Start of Dataset extract

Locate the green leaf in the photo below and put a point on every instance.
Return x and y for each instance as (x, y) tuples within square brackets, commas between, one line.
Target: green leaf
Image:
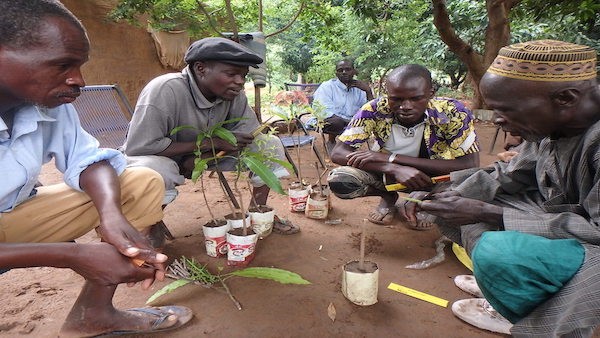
[(225, 135), (177, 129), (167, 289), (264, 172), (274, 274), (200, 165), (264, 158), (280, 112), (200, 138), (219, 124)]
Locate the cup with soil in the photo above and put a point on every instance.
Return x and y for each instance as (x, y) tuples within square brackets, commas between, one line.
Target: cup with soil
[(360, 285), (318, 202), (235, 220), (241, 247), (262, 217), (215, 233), (298, 195), (360, 279)]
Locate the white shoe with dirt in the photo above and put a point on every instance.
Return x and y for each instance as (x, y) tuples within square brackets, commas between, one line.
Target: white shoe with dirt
[(478, 312), (468, 284)]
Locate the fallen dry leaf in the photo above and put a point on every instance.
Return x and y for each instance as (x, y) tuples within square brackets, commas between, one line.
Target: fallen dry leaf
[(331, 312)]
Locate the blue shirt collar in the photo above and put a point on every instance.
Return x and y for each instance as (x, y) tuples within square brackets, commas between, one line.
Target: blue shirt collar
[(339, 84), (25, 121)]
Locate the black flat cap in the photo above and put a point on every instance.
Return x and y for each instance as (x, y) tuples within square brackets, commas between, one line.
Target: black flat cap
[(222, 50)]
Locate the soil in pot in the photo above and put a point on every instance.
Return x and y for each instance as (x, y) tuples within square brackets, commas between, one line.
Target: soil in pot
[(360, 286), (240, 248), (262, 217), (236, 221), (317, 206)]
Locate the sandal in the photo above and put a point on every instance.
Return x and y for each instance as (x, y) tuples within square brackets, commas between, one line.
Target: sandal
[(382, 216), (420, 225), (161, 313), (284, 226)]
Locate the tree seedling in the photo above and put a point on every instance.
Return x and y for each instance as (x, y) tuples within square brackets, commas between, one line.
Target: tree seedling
[(189, 271)]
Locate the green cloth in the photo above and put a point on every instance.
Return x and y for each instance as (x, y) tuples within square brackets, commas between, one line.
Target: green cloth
[(517, 272)]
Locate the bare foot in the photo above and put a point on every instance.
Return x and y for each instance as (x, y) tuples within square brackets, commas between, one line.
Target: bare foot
[(385, 212), (419, 225), (141, 320)]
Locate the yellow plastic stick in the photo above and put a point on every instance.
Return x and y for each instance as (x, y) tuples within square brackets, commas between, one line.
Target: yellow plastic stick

End of Dataset extract

■ **Work to be completed**:
Repeat, word for word, the lines of the records that start at the line containing "Locate the tree" and run through the last line of the records, including both of those lines.

■ **Task solution**:
Locate the tree seedling in the photo above and put a point on every instance.
Return x and y for each instance as (x, y) tuples within square brackets, commas between, one line.
Target: tree seedling
[(189, 271)]
Locate the green cloth in the photo above and put a point on every instance.
Return x and y for each instance as (x, y) tuples within square brackets, commas between, one line.
Target: green cloth
[(517, 272)]
Locate the bare foot in the photo above and put a point on every instance.
Return x and y for each instance as (x, y) tuples within square brackets, commas between, one line.
Target: bare foot
[(385, 212), (419, 225), (141, 320)]
Locate the yellow plastic stick in the photo above and put a point on every instance.
Return x and y for each instance as (x, y) tuples within square brackets, commas between, one line.
Target: yellow plastic stick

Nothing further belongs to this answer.